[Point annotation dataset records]

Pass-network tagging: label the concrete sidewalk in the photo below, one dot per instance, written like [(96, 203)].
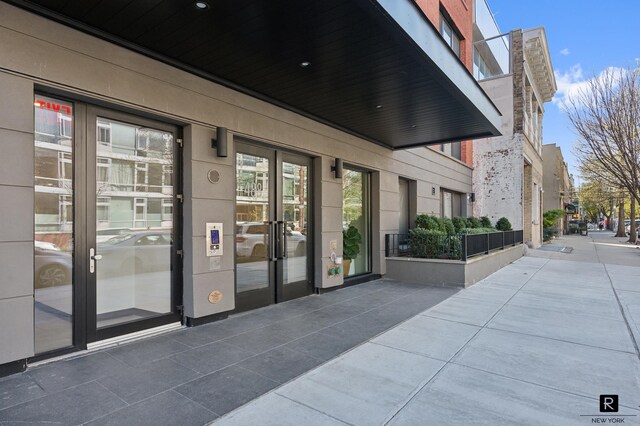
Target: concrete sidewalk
[(537, 342)]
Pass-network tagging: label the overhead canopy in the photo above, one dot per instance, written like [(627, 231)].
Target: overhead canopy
[(376, 69)]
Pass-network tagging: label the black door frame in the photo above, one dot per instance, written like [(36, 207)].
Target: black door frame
[(84, 232), (92, 332), (276, 291)]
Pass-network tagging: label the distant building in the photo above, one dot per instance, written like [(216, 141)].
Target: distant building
[(557, 183), (515, 71)]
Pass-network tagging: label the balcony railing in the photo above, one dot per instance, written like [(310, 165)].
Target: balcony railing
[(491, 57), (453, 247)]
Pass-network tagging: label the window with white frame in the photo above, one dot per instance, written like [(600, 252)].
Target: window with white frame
[(450, 35), (167, 209), (65, 167), (103, 209), (142, 177), (103, 171), (140, 214), (104, 133)]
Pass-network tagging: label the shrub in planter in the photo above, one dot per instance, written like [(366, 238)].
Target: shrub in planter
[(459, 223), (433, 244), (425, 221), (473, 222), (473, 231), (503, 224), (485, 222), (449, 228)]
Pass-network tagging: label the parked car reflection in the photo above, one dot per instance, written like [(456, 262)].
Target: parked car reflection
[(53, 267), (252, 241), (136, 252)]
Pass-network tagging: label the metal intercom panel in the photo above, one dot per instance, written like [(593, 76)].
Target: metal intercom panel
[(214, 239)]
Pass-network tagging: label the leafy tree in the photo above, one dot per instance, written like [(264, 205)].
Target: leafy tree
[(459, 223), (473, 222), (503, 224), (606, 117), (485, 222)]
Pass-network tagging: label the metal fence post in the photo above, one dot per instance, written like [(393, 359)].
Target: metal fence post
[(386, 245), (463, 243)]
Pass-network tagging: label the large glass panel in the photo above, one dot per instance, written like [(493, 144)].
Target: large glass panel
[(53, 242), (252, 222), (356, 213), (295, 212), (134, 222)]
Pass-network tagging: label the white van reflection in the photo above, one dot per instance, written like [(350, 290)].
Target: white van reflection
[(135, 253)]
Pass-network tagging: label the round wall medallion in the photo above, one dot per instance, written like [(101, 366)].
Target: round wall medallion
[(215, 296), (213, 176)]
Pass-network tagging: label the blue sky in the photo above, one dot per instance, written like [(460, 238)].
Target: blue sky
[(585, 37)]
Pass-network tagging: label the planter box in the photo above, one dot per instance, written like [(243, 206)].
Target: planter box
[(451, 273)]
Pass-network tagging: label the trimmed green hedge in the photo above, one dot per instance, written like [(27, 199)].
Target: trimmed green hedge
[(471, 231), (434, 244)]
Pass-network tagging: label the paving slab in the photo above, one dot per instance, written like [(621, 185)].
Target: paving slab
[(166, 409), (276, 410), (611, 334), (463, 396), (571, 304), (75, 405), (583, 370), (467, 311), (432, 337), (365, 387)]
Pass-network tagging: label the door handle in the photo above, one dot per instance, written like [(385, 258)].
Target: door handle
[(281, 239), (271, 253), (92, 260)]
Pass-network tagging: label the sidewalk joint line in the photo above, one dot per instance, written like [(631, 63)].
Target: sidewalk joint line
[(312, 408), (624, 316)]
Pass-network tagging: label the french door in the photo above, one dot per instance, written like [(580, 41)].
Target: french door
[(106, 234), (273, 243)]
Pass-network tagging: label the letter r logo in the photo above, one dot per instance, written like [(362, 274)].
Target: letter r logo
[(608, 403)]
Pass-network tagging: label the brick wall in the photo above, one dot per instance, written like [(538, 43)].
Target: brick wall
[(461, 14)]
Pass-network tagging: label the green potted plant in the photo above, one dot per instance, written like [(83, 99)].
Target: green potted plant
[(351, 240)]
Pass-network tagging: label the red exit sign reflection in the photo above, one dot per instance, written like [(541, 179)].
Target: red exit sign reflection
[(53, 106)]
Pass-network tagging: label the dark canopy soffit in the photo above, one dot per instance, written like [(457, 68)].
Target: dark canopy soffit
[(366, 74)]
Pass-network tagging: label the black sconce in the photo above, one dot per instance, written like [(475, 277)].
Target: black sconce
[(220, 142), (337, 168)]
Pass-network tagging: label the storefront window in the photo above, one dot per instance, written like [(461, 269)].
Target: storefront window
[(53, 239), (356, 214)]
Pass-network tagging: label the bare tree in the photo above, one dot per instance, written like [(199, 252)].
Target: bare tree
[(606, 116)]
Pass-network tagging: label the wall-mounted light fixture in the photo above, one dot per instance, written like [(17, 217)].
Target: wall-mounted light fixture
[(337, 168), (220, 142)]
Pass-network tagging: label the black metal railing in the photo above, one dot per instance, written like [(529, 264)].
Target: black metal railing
[(459, 246)]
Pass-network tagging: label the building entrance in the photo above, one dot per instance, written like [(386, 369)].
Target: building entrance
[(105, 241), (273, 226)]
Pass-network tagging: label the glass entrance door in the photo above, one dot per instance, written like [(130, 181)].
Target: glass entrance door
[(131, 210), (104, 244), (272, 226)]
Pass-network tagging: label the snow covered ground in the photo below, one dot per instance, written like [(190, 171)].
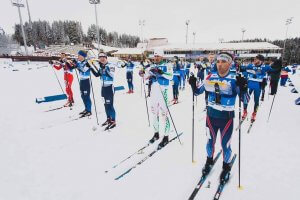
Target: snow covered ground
[(45, 156)]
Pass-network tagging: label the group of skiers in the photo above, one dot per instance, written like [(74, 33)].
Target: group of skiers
[(99, 68), (220, 77)]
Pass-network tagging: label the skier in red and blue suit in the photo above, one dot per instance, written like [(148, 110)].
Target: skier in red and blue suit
[(222, 87)]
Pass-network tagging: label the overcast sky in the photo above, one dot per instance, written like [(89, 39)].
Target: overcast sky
[(210, 19)]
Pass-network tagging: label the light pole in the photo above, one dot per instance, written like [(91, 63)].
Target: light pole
[(19, 4), (287, 23), (30, 24), (187, 22), (95, 2), (194, 37), (243, 32), (2, 32), (141, 24)]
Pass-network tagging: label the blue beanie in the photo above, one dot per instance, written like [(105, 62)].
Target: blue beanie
[(82, 53)]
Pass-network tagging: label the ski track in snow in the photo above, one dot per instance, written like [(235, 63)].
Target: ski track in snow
[(67, 160)]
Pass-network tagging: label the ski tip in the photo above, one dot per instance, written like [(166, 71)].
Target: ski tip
[(240, 187)]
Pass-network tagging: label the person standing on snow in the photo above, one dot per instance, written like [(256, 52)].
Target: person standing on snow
[(64, 64), (182, 74), (129, 74), (160, 75), (284, 74), (275, 75), (83, 67), (222, 87), (106, 72), (255, 73), (176, 80)]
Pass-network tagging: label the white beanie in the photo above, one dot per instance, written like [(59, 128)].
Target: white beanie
[(159, 52)]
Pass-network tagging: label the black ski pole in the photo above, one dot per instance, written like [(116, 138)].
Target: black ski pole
[(240, 117), (271, 107), (166, 103), (94, 99), (146, 103), (77, 77), (193, 128), (58, 80)]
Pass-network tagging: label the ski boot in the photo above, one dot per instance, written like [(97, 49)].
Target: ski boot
[(86, 114), (68, 104), (107, 122), (163, 143), (154, 138), (176, 101), (83, 112), (112, 124), (208, 166), (225, 174), (245, 113), (262, 97), (253, 118)]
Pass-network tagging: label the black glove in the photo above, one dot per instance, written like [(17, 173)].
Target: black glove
[(160, 71), (241, 83), (193, 82), (154, 70), (74, 60)]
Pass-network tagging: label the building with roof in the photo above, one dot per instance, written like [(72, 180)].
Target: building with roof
[(193, 51)]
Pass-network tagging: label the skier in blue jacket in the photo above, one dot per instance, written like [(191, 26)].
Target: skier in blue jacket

Aim of the exercise: Rename "Pass-network tagging" to "Point labeling" throughout the records and write them out again, otherwise unchanged, without the pictures.

Response to the task:
Point labeling: label the concrete sidewalk in the photo below, one dot per instance, written like [(96, 203)].
Target: concrete sidewalk
[(537, 342)]
Point labeling: label the overhead canopy in the photo above, one dot per instance, written like [(627, 231)].
Target: overhead canopy
[(376, 69)]
Point labeling: label the black door frame in the photo above, one dot per instance, written like [(36, 207)].
Target: black door frame
[(84, 232), (92, 332), (276, 291)]
Point labeling: label the distant building in the photo above, one dot per instance, written like [(216, 141)].
Target: distant building
[(557, 183), (515, 71)]
Point labeling: label the balcony railing in the photo above, one dot per instance, written like [(310, 165)].
Target: balcony railing
[(491, 57), (453, 247)]
Point labeling: label the window with white frame in the photo above, one dot per instance, written like [(600, 252)].
Target: window with white frame
[(450, 35), (167, 209), (65, 167), (103, 209), (142, 177), (103, 171), (140, 214), (104, 133)]
Point labeling: label the shrub in planter in the photo above, one dot per instance, written like [(366, 238)].
Target: shrub in planter
[(459, 223), (433, 244), (425, 221), (473, 222), (473, 231), (503, 224), (485, 222), (449, 228)]
Point labeling: label the parked car reflection in the photo above, one dot per instance, written like [(456, 262)].
Target: parked car reflection
[(53, 267), (252, 241), (136, 252)]
Point labeling: label the metal intercom panel in the photo above, one dot per instance, written like [(593, 76)].
Target: metal intercom panel
[(214, 239)]
Point labeling: label the leafy tree in the photo above, one dot per instance, written like [(264, 205)].
Target: leafy tree
[(459, 223), (473, 222), (503, 224), (606, 117), (485, 222)]
Point labeling: label the metal fence post in the photo above, one dot per instance, written like [(393, 359)].
Target: metal fence post
[(386, 245), (463, 243)]
Point labeling: label the large glass panel in the photo above, one dot per instance, written like [(493, 144)].
Target: large glass panel
[(53, 242), (252, 222), (356, 213), (295, 212), (134, 222)]
Point labeling: label the white van reflection in the photo above, one dot per instance, written like [(350, 290)].
Target: white van reflection
[(135, 253)]
Point labeling: label the round wall medallion in the photo above, one dot per instance, written like [(101, 366)].
Target: round wall medallion
[(215, 296), (213, 176)]
Point labeling: label the blue sky in the photo above, one dot per instance, written like [(460, 238)].
Target: blue sky
[(585, 37)]
Point labeling: label the planter box in the photo above, one dot per instance, written like [(243, 206)].
Target: planter box
[(451, 273)]
Point labeling: label the trimmed green hedge in the photo above, one dot per instance, written like [(27, 199)].
Target: trimmed green hedge
[(471, 231), (434, 244)]
Point labeling: label the paving slab in the photo above, one dot per instance, written like [(621, 185)].
Target: paving slab
[(166, 409), (276, 410), (611, 334), (463, 396), (571, 304), (75, 405), (583, 370), (467, 311), (432, 337), (365, 387)]
Point labeling: label the door handle in the photo above, one dot per instance, written like [(385, 258)].
Target: door handle
[(281, 239), (271, 253), (92, 260)]
Point labeling: label the sidewalk joint line in the photo above, one dot per instance, written like [(631, 63)].
Target: sidewalk joint line
[(312, 408), (624, 316)]
Point labeling: label the french door in the photo above, one dot per instance, written like [(580, 41)].
Target: french door
[(106, 234), (273, 243)]
Point labeling: label the letter r logo in the photo above, one dot per instance, written like [(362, 274)].
Target: letter r logo
[(608, 403)]
Point labeling: label the brick wall in the photo above, one dot per instance, written like [(538, 43)].
Target: brick wall
[(461, 14)]
Point labeling: label the green potted plant in the photo above, one dot per instance, written like [(83, 99)].
Target: green potted plant
[(351, 240)]
Point labeling: label the red exit sign reflection in the photo above, one dot per instance, written like [(541, 179)].
Target: red exit sign reflection
[(53, 106)]
Point labeling: label the dark canopy soffit in the photo above, one dot per instance, written like [(457, 68)].
Target: dark canopy soffit
[(366, 74)]
Point labeling: label the black sconce in the photo above, one dot per instance, written like [(475, 277)].
Target: black sconce
[(220, 142), (337, 168)]
Point labeling: label the storefront window in the photo above, one dot per instance, written like [(461, 269)].
Target: storefront window
[(53, 239), (356, 214)]
Point labeling: label the bare tree in the photo above, one dot per instance, written like [(199, 252)].
Target: bare tree
[(606, 116)]
Point labeling: label the wall-mounted light fixture in the photo above, one dot per instance, written like [(17, 217)].
Target: wall-mounted light fixture
[(337, 168), (220, 142)]
Point labeling: label the black metal railing in the photo above, one dot per instance, written like [(529, 264)].
Target: black metal railing
[(459, 246)]
Point labeling: label the building entrance in the photo above, one dot per instance, written like [(386, 369)].
Target: building entrance
[(105, 241), (273, 226)]
Point labeling: label the glass entrance door in the photo above, one dot per instance, written like [(130, 181)].
Target: glass entrance door
[(131, 210), (104, 244), (272, 226)]
Point labeling: label the snow covered ground in the photo below, one dot per instance, written like [(190, 171)].
Target: snow covered ground
[(45, 156)]
Point labeling: label the group of skiers in the photo above, one dot per instance, written like [(74, 33)].
Target: group of skiers
[(99, 68), (220, 77)]
Point labeling: label the skier in red and blue suit in the photo above, one dot per instance, written like [(148, 110)].
Target: skier in red and blue suit
[(222, 87)]
Point labeling: label the overcast sky in the photo above, one dot per instance, written like [(89, 39)].
Target: overcast sky
[(210, 19)]
Point labeling: label the light pole in the photo above, one dot per instance, written like [(91, 63)].
Target: light pole
[(19, 4), (287, 23), (30, 24), (187, 22), (95, 2), (194, 37), (243, 32), (2, 32), (141, 24)]
Point labeling: label the blue beanie in the photo above, one dot per instance, written like [(105, 62)].
Target: blue beanie
[(82, 53)]
Point labeling: label the ski track in snow in the photo above, one dot per instance, written like [(235, 63)].
Target: ski track in snow
[(67, 160)]
Point labeling: label the ski tip in the photo above, one dot per instance, written like [(166, 71)].
Target: ski tip
[(240, 187)]
Point labeling: label the person standing on snow in the photo above, one dot per instance, written like [(256, 52)].
Target: person standing on snow
[(64, 64), (182, 74), (129, 74), (160, 75), (284, 74), (275, 75), (83, 67), (222, 87), (106, 72), (255, 73), (176, 80)]
Point labeling: label the white beanie in the photo above, one dot per instance, written like [(59, 128)].
Target: white beanie
[(159, 52)]
Point labeling: label the black ski pole in the photo above, one dot per instance, written like [(116, 138)].
Target: black ski pole
[(240, 117), (271, 107), (166, 103), (94, 99), (146, 103), (77, 77), (193, 128), (58, 80)]
Point labeling: label the ski boot in the photo above, one dot per instance, written like [(97, 49)].
Target: ski boot
[(86, 114), (68, 104), (107, 122), (163, 143), (154, 138), (176, 101), (83, 112), (112, 124), (208, 166), (225, 174), (245, 113), (262, 97), (253, 118)]
Point labeling: label the black glove in the photo above, one dot per instance, written like [(17, 173)].
Target: black glove
[(160, 71), (241, 83), (193, 82), (154, 70), (74, 60)]
Point labeling: label the building with roof in the photo above, one dot per instance, written like [(72, 180)].
Target: building with roof
[(193, 51)]
Point labeling: label the skier in blue jacket in the photo above, one dot per instance, written like [(191, 26)].
Target: skier in blue jacket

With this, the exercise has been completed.